▶ [DIRECTIONS FOR THIS TASK] If a line in the entries below contains "spire", copy it.

▶ [DATASET ENTRIES]

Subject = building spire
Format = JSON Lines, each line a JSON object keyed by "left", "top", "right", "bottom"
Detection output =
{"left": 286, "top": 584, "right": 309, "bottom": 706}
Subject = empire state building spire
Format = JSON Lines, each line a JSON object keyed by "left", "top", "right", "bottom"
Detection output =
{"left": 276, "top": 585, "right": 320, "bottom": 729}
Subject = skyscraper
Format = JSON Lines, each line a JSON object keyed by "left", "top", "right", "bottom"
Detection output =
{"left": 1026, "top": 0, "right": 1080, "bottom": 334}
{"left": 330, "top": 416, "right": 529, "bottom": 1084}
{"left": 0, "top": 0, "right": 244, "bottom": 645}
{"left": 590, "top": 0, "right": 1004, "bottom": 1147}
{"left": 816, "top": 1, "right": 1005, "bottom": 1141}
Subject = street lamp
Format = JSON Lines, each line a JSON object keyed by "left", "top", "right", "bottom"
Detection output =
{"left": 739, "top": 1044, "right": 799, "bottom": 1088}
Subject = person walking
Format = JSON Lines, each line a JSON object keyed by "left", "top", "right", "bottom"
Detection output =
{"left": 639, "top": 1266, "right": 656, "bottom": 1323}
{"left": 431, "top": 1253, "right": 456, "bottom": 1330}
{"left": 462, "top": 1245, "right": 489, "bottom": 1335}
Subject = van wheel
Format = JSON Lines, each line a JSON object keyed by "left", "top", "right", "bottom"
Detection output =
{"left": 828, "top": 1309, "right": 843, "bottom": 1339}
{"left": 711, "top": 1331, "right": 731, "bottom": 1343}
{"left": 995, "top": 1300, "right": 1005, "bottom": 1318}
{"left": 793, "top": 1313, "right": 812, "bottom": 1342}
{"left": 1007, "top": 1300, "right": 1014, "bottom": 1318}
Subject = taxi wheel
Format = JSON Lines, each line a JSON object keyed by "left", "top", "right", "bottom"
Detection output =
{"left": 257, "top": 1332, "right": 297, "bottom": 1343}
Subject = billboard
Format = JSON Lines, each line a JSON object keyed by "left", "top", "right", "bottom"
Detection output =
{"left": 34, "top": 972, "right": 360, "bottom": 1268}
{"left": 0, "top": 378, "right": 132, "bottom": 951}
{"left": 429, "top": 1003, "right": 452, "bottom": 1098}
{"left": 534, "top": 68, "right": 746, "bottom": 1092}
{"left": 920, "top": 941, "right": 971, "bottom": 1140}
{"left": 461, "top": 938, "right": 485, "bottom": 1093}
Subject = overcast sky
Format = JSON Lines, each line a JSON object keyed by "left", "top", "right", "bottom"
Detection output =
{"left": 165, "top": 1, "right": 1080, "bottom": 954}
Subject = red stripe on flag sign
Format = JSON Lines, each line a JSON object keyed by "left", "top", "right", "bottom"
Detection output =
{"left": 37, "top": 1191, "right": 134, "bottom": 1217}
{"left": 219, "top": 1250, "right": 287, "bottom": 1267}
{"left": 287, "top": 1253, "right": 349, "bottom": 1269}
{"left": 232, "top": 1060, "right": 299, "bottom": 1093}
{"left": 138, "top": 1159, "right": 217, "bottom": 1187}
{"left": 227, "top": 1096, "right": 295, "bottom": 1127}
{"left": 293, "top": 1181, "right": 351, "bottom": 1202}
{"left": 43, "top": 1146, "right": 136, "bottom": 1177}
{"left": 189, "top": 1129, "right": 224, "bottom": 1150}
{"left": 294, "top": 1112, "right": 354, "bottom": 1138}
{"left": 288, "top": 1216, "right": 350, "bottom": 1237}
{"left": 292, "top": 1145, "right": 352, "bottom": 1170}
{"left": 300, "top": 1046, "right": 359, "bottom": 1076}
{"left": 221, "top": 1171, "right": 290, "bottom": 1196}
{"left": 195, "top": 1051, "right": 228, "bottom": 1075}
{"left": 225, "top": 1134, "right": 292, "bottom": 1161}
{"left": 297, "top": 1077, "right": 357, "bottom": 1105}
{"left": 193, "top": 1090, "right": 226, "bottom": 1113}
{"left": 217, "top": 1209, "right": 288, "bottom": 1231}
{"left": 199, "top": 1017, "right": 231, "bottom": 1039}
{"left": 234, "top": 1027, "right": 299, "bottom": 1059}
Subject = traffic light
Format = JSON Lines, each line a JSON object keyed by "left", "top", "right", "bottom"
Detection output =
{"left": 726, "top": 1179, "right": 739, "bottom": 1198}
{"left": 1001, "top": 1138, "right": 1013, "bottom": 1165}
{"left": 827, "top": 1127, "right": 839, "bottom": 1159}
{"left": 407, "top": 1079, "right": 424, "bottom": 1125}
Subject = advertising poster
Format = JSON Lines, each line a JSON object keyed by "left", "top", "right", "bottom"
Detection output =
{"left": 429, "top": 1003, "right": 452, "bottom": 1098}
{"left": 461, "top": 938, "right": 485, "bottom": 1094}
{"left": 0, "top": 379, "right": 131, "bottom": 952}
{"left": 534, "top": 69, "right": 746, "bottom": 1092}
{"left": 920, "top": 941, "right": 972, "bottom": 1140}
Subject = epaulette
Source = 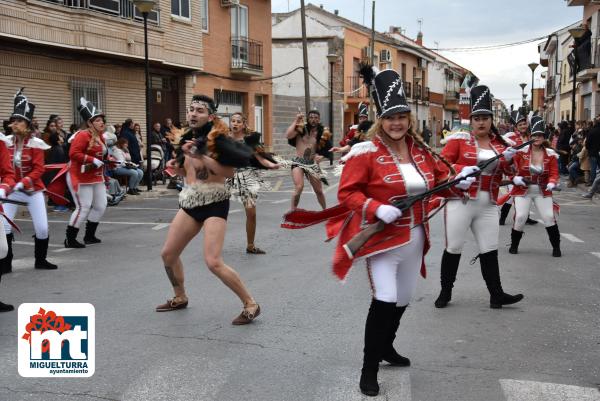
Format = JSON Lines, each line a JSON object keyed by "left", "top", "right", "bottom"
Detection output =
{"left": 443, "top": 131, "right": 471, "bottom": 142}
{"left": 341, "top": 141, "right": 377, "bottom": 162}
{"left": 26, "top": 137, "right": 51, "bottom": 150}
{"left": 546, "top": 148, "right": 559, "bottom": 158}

▶ [SOLUTION TO THIS TASK]
Subject = building spire
Subject = empire state building spire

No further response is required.